▸ Exercise
Using the entries below, return word for word the lines from the one containing "Could you point to the gray vanity" up to and including the last.

▸ Dataset content
* start *
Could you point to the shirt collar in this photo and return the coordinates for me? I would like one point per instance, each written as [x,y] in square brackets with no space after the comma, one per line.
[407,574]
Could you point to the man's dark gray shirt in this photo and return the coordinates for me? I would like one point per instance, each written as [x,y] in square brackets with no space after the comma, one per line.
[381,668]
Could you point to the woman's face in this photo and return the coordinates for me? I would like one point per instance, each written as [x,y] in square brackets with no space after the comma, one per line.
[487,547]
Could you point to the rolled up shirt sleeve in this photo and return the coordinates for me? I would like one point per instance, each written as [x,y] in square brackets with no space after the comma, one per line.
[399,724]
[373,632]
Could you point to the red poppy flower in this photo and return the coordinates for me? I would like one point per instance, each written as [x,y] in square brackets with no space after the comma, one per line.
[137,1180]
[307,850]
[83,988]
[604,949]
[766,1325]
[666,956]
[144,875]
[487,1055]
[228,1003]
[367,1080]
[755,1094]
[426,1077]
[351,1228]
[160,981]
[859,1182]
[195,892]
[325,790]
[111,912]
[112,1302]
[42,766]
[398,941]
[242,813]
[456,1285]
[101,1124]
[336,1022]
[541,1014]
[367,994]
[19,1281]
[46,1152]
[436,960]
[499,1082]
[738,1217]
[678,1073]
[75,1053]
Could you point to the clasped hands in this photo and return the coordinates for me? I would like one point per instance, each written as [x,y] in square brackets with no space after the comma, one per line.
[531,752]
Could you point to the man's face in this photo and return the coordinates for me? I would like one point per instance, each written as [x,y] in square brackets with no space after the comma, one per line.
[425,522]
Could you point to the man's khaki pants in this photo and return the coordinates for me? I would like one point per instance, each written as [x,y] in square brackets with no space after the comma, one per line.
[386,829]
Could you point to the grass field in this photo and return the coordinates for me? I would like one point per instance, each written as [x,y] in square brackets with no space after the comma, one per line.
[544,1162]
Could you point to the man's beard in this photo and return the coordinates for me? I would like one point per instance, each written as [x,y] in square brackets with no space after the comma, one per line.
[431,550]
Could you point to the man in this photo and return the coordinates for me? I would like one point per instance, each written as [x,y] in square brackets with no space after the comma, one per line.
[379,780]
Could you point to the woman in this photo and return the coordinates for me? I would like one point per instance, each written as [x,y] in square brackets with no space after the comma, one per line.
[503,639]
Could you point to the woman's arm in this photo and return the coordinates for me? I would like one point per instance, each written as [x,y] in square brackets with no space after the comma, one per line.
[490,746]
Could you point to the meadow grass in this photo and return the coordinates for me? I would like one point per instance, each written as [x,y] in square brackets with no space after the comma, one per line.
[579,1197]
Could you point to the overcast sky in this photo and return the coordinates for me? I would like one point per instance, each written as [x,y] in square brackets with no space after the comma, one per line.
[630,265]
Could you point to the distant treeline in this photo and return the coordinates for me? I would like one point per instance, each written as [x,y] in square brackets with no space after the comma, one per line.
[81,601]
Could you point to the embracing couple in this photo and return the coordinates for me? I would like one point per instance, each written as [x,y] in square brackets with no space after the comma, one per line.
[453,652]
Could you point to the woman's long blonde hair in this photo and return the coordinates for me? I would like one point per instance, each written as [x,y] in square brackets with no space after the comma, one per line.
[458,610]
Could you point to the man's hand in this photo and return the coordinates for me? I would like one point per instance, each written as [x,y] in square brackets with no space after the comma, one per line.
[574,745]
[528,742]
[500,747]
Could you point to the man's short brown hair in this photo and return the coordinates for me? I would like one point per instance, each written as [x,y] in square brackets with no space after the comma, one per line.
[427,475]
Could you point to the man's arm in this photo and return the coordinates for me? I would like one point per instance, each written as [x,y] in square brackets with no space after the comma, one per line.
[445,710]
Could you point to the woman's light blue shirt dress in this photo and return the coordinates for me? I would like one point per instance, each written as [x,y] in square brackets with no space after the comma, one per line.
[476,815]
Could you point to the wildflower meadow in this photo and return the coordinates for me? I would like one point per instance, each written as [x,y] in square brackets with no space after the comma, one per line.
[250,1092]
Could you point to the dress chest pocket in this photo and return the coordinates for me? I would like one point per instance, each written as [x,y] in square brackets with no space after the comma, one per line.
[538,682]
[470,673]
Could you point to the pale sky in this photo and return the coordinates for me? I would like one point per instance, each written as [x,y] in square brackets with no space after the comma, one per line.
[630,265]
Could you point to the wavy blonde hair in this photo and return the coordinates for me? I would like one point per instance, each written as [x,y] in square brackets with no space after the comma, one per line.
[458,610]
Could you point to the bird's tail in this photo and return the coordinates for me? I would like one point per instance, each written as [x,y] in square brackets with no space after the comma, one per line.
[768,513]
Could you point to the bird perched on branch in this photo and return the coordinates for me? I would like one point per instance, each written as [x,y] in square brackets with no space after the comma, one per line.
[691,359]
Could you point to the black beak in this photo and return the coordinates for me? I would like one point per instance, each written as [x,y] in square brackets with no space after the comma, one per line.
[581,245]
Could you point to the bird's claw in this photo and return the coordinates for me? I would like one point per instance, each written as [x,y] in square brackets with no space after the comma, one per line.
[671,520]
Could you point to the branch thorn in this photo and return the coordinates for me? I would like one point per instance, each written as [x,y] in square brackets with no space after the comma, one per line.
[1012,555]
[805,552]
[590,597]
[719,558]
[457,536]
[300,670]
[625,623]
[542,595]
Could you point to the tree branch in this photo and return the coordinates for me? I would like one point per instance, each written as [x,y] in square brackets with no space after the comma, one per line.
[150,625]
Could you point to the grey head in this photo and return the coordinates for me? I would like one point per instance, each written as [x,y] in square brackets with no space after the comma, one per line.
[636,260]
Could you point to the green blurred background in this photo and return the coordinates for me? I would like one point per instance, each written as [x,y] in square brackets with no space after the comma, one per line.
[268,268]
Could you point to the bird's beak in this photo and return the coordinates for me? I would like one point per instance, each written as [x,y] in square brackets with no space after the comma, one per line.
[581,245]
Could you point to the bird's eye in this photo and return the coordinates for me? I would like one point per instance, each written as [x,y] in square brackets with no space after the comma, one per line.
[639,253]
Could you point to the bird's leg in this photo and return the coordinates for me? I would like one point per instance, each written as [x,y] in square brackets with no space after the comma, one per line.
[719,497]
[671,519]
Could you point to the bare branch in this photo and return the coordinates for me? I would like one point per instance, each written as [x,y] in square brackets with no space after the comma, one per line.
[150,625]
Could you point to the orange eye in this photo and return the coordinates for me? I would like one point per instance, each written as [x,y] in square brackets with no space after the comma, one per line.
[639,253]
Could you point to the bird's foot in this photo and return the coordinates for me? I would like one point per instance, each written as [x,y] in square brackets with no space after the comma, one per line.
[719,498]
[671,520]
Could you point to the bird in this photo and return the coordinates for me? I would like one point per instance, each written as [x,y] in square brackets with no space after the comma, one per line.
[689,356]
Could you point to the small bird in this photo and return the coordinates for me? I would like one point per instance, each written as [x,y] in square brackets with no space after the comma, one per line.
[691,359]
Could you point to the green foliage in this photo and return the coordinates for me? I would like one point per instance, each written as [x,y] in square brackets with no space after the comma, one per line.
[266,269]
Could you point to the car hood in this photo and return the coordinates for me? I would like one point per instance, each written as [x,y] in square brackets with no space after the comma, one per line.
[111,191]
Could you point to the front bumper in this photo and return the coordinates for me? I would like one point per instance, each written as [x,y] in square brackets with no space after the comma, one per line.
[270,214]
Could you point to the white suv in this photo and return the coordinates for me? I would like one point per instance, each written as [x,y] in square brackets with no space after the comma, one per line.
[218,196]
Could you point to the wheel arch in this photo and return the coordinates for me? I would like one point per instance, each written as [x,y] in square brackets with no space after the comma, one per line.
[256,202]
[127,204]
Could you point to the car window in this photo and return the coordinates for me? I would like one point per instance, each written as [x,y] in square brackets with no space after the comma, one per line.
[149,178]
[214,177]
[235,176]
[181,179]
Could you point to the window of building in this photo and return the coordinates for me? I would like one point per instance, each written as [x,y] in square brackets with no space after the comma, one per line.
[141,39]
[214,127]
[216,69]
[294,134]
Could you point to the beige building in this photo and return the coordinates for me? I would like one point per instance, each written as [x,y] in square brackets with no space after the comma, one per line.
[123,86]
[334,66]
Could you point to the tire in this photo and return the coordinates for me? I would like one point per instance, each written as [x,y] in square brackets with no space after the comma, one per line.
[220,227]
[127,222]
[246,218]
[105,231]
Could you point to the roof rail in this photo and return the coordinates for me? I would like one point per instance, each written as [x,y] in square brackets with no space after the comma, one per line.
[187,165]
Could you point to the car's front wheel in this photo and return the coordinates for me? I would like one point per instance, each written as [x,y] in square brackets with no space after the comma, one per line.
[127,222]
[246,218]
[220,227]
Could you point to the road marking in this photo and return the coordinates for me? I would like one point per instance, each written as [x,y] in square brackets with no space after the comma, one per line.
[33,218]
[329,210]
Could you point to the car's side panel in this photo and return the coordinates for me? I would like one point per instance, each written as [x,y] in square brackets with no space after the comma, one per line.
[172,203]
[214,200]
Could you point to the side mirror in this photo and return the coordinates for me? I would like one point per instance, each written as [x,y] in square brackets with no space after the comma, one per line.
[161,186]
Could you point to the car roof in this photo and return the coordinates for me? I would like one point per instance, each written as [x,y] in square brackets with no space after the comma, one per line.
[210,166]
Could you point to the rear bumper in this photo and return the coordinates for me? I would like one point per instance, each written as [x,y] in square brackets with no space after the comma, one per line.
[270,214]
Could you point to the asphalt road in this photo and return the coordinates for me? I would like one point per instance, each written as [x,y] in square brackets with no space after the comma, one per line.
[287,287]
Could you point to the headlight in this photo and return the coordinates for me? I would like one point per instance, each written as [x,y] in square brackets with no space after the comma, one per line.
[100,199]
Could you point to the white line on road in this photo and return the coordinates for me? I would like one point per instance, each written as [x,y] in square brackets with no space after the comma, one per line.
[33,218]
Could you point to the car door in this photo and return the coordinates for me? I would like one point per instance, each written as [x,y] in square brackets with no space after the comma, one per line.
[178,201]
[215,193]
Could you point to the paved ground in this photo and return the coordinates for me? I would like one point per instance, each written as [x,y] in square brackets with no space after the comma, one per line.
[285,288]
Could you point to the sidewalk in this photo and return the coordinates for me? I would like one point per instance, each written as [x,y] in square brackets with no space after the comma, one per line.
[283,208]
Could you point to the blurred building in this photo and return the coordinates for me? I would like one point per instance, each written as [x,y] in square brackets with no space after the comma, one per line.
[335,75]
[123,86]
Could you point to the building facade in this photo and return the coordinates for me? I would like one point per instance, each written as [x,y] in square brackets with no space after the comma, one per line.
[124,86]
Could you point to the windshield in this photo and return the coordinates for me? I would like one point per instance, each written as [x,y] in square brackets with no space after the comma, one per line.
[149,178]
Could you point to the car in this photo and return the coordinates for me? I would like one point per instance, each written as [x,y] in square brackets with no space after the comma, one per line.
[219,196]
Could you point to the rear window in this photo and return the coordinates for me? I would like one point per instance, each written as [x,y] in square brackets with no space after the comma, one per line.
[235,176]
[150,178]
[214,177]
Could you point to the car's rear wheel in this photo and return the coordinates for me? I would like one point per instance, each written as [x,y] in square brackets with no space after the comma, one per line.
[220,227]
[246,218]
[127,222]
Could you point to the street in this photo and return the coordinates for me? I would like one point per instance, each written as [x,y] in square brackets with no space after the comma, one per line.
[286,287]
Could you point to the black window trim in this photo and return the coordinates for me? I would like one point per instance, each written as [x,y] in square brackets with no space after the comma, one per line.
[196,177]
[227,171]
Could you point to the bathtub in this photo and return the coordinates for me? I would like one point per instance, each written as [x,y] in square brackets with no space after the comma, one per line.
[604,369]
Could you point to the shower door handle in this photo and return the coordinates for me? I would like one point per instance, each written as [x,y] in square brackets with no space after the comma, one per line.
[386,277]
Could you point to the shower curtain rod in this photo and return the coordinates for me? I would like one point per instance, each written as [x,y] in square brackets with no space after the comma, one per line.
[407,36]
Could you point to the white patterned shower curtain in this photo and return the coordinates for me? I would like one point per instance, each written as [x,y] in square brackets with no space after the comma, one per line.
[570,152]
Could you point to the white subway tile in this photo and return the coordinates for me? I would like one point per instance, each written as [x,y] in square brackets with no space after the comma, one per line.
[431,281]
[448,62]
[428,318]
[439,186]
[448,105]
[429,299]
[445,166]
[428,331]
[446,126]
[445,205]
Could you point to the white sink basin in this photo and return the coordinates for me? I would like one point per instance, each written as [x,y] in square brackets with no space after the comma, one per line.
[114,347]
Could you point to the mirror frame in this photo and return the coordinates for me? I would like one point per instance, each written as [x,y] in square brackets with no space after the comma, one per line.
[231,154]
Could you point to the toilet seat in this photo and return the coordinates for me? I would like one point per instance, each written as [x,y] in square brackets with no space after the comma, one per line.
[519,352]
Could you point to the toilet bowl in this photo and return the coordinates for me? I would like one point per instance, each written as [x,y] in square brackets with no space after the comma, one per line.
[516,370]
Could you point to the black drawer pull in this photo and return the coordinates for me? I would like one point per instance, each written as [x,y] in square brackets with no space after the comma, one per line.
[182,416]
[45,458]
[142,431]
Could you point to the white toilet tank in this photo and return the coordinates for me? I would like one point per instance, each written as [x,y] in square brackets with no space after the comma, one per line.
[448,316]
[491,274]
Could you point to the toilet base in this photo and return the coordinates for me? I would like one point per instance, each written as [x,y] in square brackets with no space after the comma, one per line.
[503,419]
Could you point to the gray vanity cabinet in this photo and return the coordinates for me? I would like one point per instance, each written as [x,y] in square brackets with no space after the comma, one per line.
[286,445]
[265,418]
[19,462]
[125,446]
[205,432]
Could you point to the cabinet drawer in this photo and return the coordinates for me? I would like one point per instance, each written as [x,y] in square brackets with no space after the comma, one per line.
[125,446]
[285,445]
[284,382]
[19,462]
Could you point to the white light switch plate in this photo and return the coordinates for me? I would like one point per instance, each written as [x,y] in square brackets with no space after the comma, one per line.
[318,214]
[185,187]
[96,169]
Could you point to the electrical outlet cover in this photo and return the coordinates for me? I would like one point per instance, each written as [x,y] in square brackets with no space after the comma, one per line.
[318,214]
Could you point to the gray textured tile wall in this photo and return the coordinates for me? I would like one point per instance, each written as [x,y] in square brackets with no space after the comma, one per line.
* end *
▸ Written reply
Could you point to the gray vanity cabinet in this photo and return the coordinates for me? I would like one point per instance, each written as [x,y] in square brackets with no space after the comma, one per line.
[286,445]
[265,418]
[19,462]
[125,446]
[205,432]
Could you point to the cabinet drawer in this photo and return the coordinates for me? I would like one point per instance, each written as [x,y] in square brackets with no space after the comma, one per line.
[125,446]
[285,445]
[284,382]
[19,462]
Could you point to the white light switch plate in this photo and return the coordinates for me? I would like one point per instance, each written as [x,y] in square brackets with no space after the comma, one per line.
[318,214]
[185,187]
[96,169]
Could you point to the electrical outlet cover in this photo and return the coordinates for me? I would like one point per instance, each written as [x,y] in square brackets with no space after the comma, one per line.
[318,214]
Could you point to the gray textured tile wall in this photo and return the coordinates for me? I would like one point per instance, each written as [x,y] in square brackets with no space after the comma, one per line.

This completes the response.